### 本文抜粋
++++++++++

オリックス、高齢ドライバーの事故リスクを見守る「あんしん運転 Ever Drive」始動


自動車IoT=テレマティクス技術を活用し運転行動をリアルタイムで家族に共有

オリックス自動車株式会社(本社:東京都港区、社長:亀井 克信)は、2017年2月1日より、高齢ドライバーの親を持つ子世代向けに、テレマティクス技術を活用した事故リスクを低減する見守りサービス「あんしん運転 Ever Drive」の提供を開始した。

高齢者の運転免許保有者数や、高齢者の自動車運転事故が年々増加傾向にある中、自分の親が被害者にも加害者にもなり得る不安を多くの家族が抱えるようになっている。

高齢者に免許返納を促す動きも生まれている一方、車は高齢者にとって移動手段であると同時に生きがいでもあり、簡単に手放せるものではないという一面もある。

しかし高齢ドライバーである親には「子どもに心配をかけたくない」という思いもあり、子どもには「親の運転が心配」といった不安がある。このようなジレンマを解消するサービスとして同社は「あんしん運転 Ever Drive」の提供を開始する。

ちなみにこのサービスは、見守りたいドライバーの車に専用車載機を搭載し、速度超過や急加速・急減速などの運転挙動をリアルタイムで家族に共有するというもの。

日々の運転状況が通知されるのみならず、危険三挙動(※1)や長時間運転が発生した際には即座に家族へメールで通知することから、ドライバーは安全運転を心がけるようになると云う。

また、蓄積された運転履歴により、運転挙動や運転時間の推移を日別・月別で比較することで、認知症などによる行動変化にも気づきやすくなる。

++++++++++

### 課題
1. 高齢ドライバー見守りサービスの記事によると、このサービスの提供はいつ始まったか。
2. 高齢ドライバー見守りサービスの記事にある次の一文を英語に訳せ。「ちなみにこのサービスは、見守りたいドライバーの車に専用車載機を搭載し、速度超過や急加速・急減速などの運転挙動をリアルタイムで家族に共有するというもの。」

### 資料
++++++++++

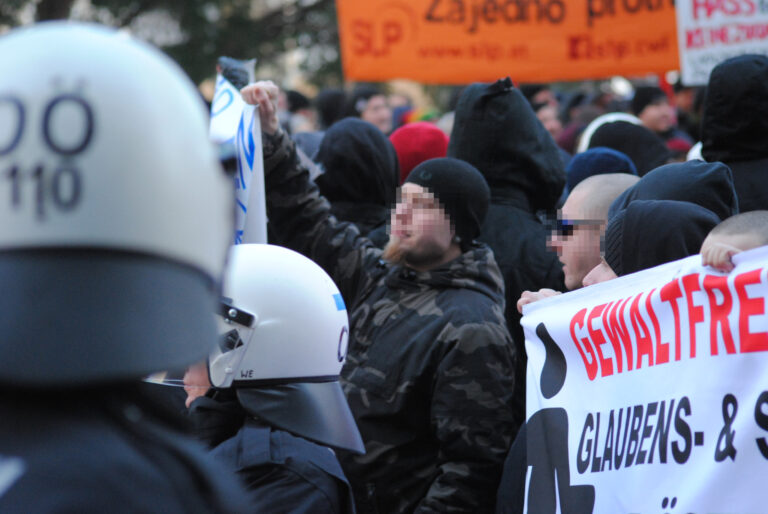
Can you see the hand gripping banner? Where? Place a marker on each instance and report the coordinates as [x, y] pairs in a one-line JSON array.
[[648, 393]]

++++++++++

### 課題の解答
1. 2017年2月1日

2. Incidentally, this service installs a dedicated in-vehicle device in the car of the driver to be watched over and shares driving behavior such as speeding and sudden acceleration or deceleration with family members in real time.